Religion is okay with the courts, so long as it doesn't mean anything.

If congress shall make no law respecting an establishment of religion, or prohibiting the free exercise thereof, then understanding what religion is becomes very important. Tragically, judges are engaged in linguistic gerrymandering by redefining religion in ways that threaten the traditional understanding of our right to free exercise of religion.

A March decision from the California Supreme Court is the starkest example. Even though Catholic Charities opposes contraception, the court said, it isn't exempt from a state law requiring businesses to pay for employees' artificial birth control because the church-affiliated social service organization isn't a religious employer. Here's how a California law defines religious employers: "Those organizations for which the inculcation of religious values is the sole purpose of the entity, that primarily employ only adherents of their own faith tradition, that primarily serve only people who share their religious tenets, and that qualify as nonprofit organizations."

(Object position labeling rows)
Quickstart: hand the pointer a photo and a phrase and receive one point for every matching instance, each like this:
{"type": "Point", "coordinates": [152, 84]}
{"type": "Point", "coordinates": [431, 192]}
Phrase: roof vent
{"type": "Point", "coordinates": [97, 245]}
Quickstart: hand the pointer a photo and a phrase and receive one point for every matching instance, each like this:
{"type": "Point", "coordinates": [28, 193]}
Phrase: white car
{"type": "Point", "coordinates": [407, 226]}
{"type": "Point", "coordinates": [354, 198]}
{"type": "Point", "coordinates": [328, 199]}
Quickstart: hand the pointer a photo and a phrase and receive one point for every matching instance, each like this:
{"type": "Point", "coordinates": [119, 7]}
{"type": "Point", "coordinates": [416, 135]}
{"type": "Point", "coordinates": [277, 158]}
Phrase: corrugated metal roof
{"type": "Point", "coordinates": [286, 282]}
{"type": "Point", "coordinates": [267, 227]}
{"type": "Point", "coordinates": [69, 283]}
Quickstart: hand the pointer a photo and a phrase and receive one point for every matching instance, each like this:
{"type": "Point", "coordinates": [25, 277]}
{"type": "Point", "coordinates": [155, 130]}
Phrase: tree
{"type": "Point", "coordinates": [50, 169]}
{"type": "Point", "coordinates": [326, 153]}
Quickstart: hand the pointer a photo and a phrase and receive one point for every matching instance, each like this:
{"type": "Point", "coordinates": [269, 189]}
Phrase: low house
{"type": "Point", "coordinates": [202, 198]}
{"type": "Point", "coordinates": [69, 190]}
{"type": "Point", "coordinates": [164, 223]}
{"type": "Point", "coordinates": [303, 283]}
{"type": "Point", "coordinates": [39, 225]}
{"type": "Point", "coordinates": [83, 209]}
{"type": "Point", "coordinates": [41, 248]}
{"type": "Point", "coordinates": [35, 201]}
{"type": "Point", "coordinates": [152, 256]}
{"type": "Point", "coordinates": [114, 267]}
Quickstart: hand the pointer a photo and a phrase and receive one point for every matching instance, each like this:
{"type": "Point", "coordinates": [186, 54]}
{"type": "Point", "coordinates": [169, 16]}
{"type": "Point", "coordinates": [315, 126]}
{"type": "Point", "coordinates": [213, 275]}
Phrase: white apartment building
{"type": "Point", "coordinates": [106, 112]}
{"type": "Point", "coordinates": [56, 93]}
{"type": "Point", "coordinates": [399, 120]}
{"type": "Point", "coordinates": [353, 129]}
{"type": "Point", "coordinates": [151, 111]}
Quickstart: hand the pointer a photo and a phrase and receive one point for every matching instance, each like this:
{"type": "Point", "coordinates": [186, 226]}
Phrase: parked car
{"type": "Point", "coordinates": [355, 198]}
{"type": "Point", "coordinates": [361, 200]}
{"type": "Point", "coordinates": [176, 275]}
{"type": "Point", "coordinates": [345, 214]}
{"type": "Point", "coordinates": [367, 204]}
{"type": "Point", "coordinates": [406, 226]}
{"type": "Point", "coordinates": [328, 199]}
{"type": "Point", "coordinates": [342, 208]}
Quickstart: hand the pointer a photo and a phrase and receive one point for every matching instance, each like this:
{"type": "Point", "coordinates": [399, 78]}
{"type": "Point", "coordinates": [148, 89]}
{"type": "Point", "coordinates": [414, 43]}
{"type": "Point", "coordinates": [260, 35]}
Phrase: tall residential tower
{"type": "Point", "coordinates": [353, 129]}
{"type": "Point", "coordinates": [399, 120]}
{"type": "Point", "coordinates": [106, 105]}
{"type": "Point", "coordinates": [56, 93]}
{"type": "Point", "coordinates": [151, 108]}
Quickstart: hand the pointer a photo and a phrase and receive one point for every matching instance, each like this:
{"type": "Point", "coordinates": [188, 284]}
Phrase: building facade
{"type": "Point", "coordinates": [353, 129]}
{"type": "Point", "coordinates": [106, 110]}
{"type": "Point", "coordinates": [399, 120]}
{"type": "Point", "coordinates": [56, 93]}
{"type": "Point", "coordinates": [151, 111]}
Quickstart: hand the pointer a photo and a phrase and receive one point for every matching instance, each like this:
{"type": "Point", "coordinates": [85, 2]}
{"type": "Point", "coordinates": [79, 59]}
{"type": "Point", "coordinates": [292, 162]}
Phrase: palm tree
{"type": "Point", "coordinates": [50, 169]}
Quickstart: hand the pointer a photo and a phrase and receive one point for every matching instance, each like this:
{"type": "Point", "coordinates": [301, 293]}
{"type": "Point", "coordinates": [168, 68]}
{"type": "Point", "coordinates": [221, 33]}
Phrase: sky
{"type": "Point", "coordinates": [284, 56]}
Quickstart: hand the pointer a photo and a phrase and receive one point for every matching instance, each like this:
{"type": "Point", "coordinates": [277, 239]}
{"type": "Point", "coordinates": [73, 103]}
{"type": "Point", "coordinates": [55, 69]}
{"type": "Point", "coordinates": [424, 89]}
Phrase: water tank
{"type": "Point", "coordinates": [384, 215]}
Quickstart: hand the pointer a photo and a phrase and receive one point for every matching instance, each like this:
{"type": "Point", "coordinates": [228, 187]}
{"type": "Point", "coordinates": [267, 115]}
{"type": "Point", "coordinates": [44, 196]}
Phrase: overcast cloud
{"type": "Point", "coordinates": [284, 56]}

■ SHORT TASK 1: List every condition that the California law quoted in the commentary on religion and the courts sets for an organization to count as a religious employer.
■ SHORT TASK 2: Decide whether each statement agrees with the commentary on religion and the courts, answering yes or no and quoting the words that settle it: (a) The California Supreme Court decision was handed down in March. (b) The court held that Catholic Charities is exempt from the state law on paying for employees' birth control. (c) Catholic Charities supports contraception.
■ SHORT TASK 3: Continue the commentary on religion and the courts, starting right after the quoted definition of religious employers.
The rows aren't needed for anything here.

■ FINAL RESULT 1:
- The inculcation of religious values is the sole purpose of the entity.
- It primarily employs only adherents of its own faith tradition.
- It primarily serves only people who share its religious tenets.
- It qualifies as a nonprofit organization.

■ FINAL RESULT 2:
(a) Yes: "A March decision from the California Supreme Court is the starkest example."
(b) No: "it isn't exempt from a state law requiring businesses to pay for employees' artificial birth control"
(c) No: "Catholic Charities opposes contraception"

■ FINAL RESULT 3:
Since Catholic Charities hires and serves non-Catholics, and because its evangelism is indirect rather than direct, it can't be a religious employer, the court majority said.

"This is such a crabbed and restrictive view of religion that it would define the ministry of Jesus Christ as a secular activity," wrote Justice Janice Rogers Brown, the sole dissenting judge in the case (her nomination to a federal judgeship, by the way, is stalled in the Senate). "Here we are dealing with an intentional, purposeful intrusion into a religious organization's expression of its religious tenets and sense of mission. The government is not accidentally or incidentally interfering with religious practice; it is doing so willfully by making ...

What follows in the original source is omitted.